══ RECORDS SHOWN ══

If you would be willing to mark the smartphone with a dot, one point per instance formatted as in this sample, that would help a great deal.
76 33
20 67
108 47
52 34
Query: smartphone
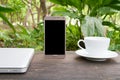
54 36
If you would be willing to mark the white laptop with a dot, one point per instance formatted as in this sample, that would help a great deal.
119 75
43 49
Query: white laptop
15 60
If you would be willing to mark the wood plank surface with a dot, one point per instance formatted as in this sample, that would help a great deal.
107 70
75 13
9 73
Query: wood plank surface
72 67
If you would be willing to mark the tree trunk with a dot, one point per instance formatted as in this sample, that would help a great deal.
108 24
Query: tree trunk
43 6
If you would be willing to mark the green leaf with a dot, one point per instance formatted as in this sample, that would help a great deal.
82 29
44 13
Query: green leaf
6 20
110 24
5 9
61 2
115 6
106 10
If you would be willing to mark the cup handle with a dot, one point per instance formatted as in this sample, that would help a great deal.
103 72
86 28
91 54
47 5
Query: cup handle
79 45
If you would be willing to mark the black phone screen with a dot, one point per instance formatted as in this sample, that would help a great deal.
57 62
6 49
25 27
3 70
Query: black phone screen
54 37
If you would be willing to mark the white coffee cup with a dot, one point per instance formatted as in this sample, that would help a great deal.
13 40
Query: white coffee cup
95 45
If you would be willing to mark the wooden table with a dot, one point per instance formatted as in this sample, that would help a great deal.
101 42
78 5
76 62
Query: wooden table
73 67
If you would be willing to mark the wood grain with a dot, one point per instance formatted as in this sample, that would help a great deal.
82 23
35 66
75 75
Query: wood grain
72 67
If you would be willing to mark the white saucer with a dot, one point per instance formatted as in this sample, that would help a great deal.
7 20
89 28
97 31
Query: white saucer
97 57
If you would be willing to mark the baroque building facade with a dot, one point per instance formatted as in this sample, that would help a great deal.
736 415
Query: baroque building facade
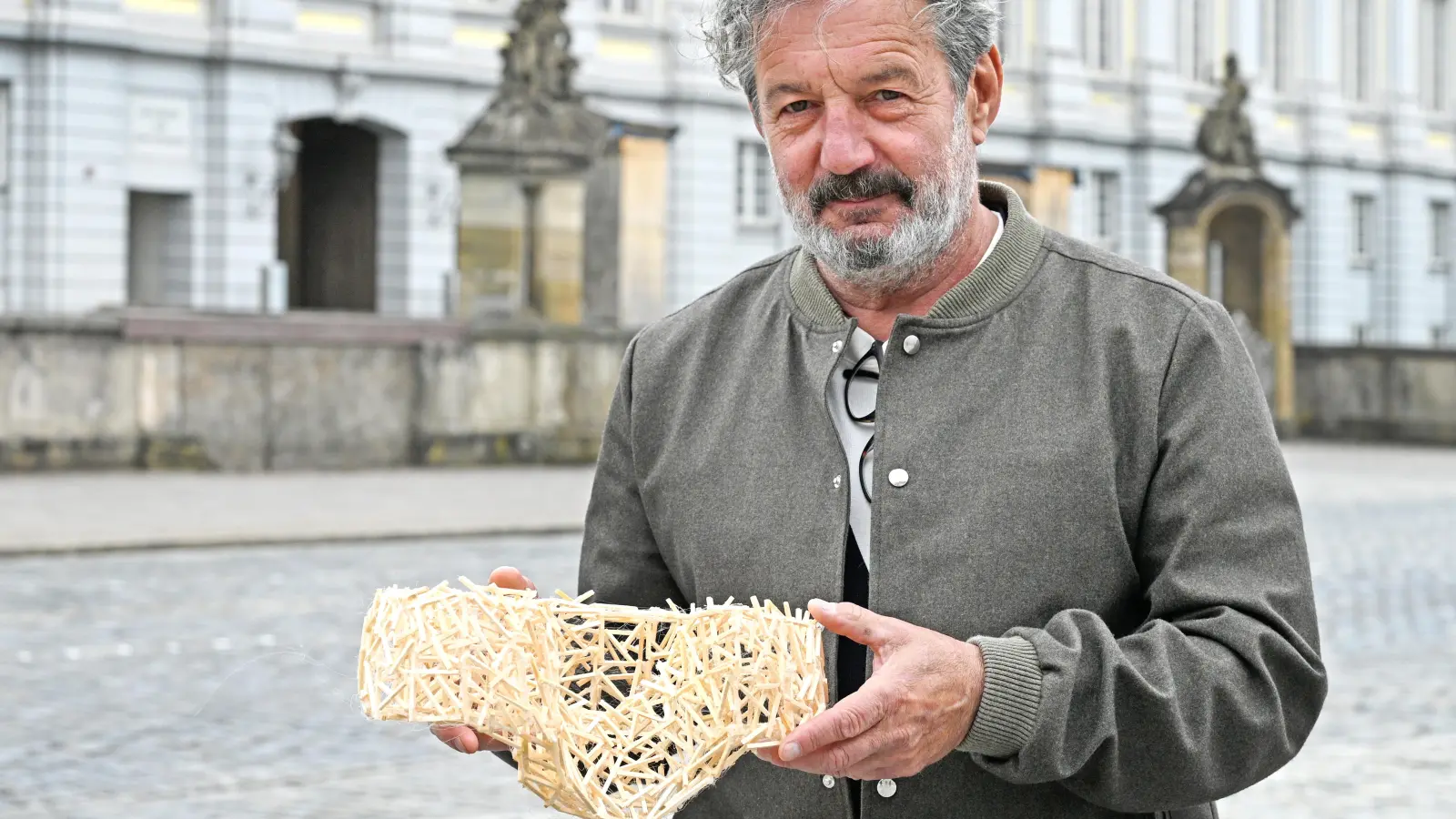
172 152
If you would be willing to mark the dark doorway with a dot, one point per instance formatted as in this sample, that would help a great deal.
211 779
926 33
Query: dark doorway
1238 281
328 219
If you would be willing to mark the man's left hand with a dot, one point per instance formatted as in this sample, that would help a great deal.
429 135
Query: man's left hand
914 710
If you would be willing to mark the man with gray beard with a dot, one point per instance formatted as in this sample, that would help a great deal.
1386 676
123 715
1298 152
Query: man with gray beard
1038 481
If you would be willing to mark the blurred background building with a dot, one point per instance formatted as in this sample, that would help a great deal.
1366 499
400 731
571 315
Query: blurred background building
284 196
155 146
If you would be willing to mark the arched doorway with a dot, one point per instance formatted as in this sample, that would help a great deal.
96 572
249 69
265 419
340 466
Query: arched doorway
1229 238
328 217
1238 278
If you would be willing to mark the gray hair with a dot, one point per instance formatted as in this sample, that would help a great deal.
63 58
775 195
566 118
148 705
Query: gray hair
734 29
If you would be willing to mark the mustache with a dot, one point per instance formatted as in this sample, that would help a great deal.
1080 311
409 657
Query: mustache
864 184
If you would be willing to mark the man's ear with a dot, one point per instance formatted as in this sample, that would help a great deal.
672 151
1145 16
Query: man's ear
983 95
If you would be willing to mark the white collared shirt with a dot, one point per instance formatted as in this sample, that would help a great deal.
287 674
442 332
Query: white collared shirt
852 435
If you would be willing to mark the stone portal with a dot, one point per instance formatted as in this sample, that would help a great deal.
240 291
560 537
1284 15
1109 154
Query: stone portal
1229 238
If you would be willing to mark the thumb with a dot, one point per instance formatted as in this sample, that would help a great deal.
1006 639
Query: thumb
858 622
511 577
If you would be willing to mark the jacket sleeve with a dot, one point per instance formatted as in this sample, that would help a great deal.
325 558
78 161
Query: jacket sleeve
619 555
1223 681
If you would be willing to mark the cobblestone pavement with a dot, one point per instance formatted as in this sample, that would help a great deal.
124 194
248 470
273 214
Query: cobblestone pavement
220 682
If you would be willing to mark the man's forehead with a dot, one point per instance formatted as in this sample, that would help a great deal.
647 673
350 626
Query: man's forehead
844 24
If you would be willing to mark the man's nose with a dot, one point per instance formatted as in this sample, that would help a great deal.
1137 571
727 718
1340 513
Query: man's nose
844 149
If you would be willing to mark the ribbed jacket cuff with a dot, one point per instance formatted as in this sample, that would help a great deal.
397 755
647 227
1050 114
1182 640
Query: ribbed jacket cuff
1009 698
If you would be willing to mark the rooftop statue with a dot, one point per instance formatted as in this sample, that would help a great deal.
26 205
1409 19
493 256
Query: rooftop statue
1227 136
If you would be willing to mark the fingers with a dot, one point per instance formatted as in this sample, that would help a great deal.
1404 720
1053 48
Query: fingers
511 577
465 739
859 624
848 719
849 758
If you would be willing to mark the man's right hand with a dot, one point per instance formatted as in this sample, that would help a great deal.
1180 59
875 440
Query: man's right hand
462 738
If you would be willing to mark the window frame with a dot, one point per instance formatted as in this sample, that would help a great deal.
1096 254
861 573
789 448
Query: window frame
1439 220
1196 41
1365 237
1281 65
1107 210
1103 35
1434 57
1011 35
613 11
1361 82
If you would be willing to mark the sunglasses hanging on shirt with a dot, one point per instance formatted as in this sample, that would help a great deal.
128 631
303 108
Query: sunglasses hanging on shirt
851 375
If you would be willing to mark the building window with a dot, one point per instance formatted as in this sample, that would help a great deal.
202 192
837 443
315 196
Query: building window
1443 331
1107 217
1008 40
1196 41
1101 34
1360 50
1361 230
754 184
637 9
1279 44
1441 237
1436 55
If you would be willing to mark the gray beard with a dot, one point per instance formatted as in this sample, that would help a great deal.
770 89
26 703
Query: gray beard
885 264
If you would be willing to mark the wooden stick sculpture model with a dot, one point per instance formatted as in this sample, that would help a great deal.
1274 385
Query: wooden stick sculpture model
611 712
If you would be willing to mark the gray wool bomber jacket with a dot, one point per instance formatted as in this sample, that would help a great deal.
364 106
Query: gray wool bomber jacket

═══

Extract every line of the records above verbatim and in the same order, omitting the pictures.

*CORRECT RESULT*.
If you would be willing to mark the smartphone with a dot, one point per instance formatted as in this sample, that would help a great deal.
76 33
20 67
108 47
52 34
Query: smartphone
54 36
If you would be willing to mark the white laptop with a dot, one point per instance formatted as in this sample, that would help a great deal.
119 75
43 49
Query: white laptop
15 60
If you would be willing to mark the wood plank surface with a dot, one point per instance formatted as in this sample, that would help a great deal.
107 70
75 13
9 73
Query: wood plank surface
72 67
If you would be willing to mark the tree trunk with a dot, one point per instance formatted as in this sample, that would help a great deal.
108 24
Query: tree trunk
43 6
If you would be willing to mark the green leaf with a dot, one point per instance formatted as in this sample, that would help a great deal.
82 29
44 13
Query: green leaf
6 20
110 24
5 9
61 2
115 6
106 10
If you would be willing to mark the cup handle with a dot, one point per instance formatted as in this sample, that would help a great deal.
103 72
86 28
91 54
47 5
Query: cup handle
79 45
If you would be willing to mark the black phone screen with a dot, one point per instance formatted as in this sample, that would help a great deal.
57 62
6 49
25 27
3 70
Query: black phone screen
54 37
If you would be willing to mark the white coffee cup with a dot, one point per instance formatted as in this sample, that would help a great deal.
13 40
Query: white coffee cup
95 45
If you would be willing to mark the wooden table with a dot, one point per instance formatted as in this sample, that would help a great deal.
101 42
78 5
76 62
Query: wooden table
73 67
If you would be willing to mark the wood grain with a dot, one point per instance formatted as in this sample, that would help a great deal.
82 23
35 66
75 75
Query: wood grain
72 67
If you would be willing to mark the white saucer with a dot, one point per instance formatted as in this sample, that would help a great deal.
7 20
89 28
97 31
Query: white saucer
97 57
If you would be willing to mark the baroque building facade with a dot, one point per instance formatted as in this sample, that would help a great deal.
736 415
Query: baroque building facade
172 152
If you would be willing to mark the dark doorway with a dot, one point per instance formatted as in this sample, that would help a great deal.
211 779
926 33
Query: dark doorway
1238 281
328 219
If you would be willing to mark the man's left hand with a dot, one point per instance formatted as in this sample, that would help a great deal.
429 135
Query: man's left hand
914 710
If you would be willing to mark the man with gray beard with a dot, one point per instance formatted as in this sample, that would help a great deal.
1386 676
123 715
1298 152
Query: man with gray beard
1038 481
If you would be willing to mark the blurred background building with a dot, one point per instance formatted as in this sample, that would help a great deal.
1366 499
400 731
571 315
Query: blurred background building
284 196
155 146
If you would be willing to mark the arched doorway with a dot, one point per instance formatted as in this sample, that would help a great deal.
96 572
249 69
265 419
340 466
Query: arched doorway
1229 238
328 217
1238 278
If you would be willing to mark the gray hair with a dot, one point per instance formatted as in this sample, that would help a great deal.
63 58
775 195
566 118
148 705
Query: gray hair
734 29
If you would be willing to mark the mustache with a dot, one point per instance formatted as in this sample, that would help a great deal.
1080 311
409 657
Query: mustache
864 184
If you would be willing to mark the man's ear with a dot, one point per instance formatted as in this sample, that would help a great deal.
672 151
1145 16
Query: man's ear
983 95
If you would be willing to mark the white collared shirt with a dot, one point per instance formatted as in this sample, that would help a great deal.
287 674
442 332
Query: white collared shirt
852 435
If you would be willing to mark the stone portal with a dot, one point per instance formatted as in this sample, that would help a great deal.
240 291
560 537
1284 15
1109 154
Query: stone portal
1229 238
If you would be willing to mark the thumb with a dot, one point per instance formatted as in this sample, that would help a great deal.
1006 639
Query: thumb
858 622
511 577
If you would be willing to mark the jacket sleeve with a dot, one point per instance formatted as in this sample, that would help a great deal.
325 558
78 161
Query: jacket sleeve
619 555
1223 681
If you would be willing to mark the cobblestone pavement with a dot, one point per instance formatted as in this sample, that would help a great deal.
124 194
248 470
273 214
Query: cobblestone pavement
220 682
If you would be willing to mark the man's forehead with a dot, one point per instance formatted as in this sample, that would help a great deal.
647 673
350 626
Query: man's forehead
844 24
If you would be willing to mark the man's nose with a dot, one point per instance formatted as in this sample, that would help a great deal.
1137 571
727 718
1340 513
Query: man's nose
844 149
If you would be willing to mark the ribbed jacket cuff with a dot, one point per instance formatted as in this sample, that would help a great deal.
397 755
647 227
1050 114
1182 640
Query: ribbed jacket cuff
1009 698
If you would be willing to mark the rooftop statue with a dot, one point per instance formatted as in this sample, that would help a great deal.
26 205
1409 19
493 256
Query: rooftop statue
1227 136
If you would be willing to mark the fingers with a dot, one point per instance formatted as in this sample, that would help a great deal.
1404 720
1053 48
Query: fingers
511 577
465 739
859 624
848 719
849 758
If you would be willing to mark the man's right hand with a dot, one point per instance formatted as in this sample, that would help a great deal.
1180 59
875 440
Query: man's right hand
462 738
If you would be willing to mark the window frame with a dot, one point per instance formatted as in this sample, that would help a great deal.
1096 254
861 573
789 448
Query: window frame
1439 220
1196 41
1365 237
1281 65
1107 210
1103 35
1434 57
1011 35
613 11
1361 82
If you would be willing to mark the sunglasses hanging on shirt with a dot, one point per instance formatted as in this sample, that would help a great deal.
128 631
303 108
Query: sunglasses hanging on shirt
851 375
If you would be willing to mark the building window with a dot, one point per instance formatted as in this sample, that would help a great deal.
202 192
837 443
315 196
Query: building window
1443 331
1107 217
1008 40
1196 41
1101 34
1360 50
1361 230
754 184
637 9
1279 44
1441 237
1436 55
If you would be willing to mark the gray beard with a dot, one point per instance formatted as in this sample, that would help a great deal.
770 89
26 703
Query: gray beard
885 264
If you would be willing to mark the wooden stick sculpture model with a dot, one point per instance formatted as in this sample, that would help a great deal.
1274 385
Query: wooden stick sculpture model
611 712
If you would be willing to mark the gray wool bomber jacket with a dot, one point per instance formatted as in this sample, that would help a great deal.
364 106
Query: gray wool bomber jacket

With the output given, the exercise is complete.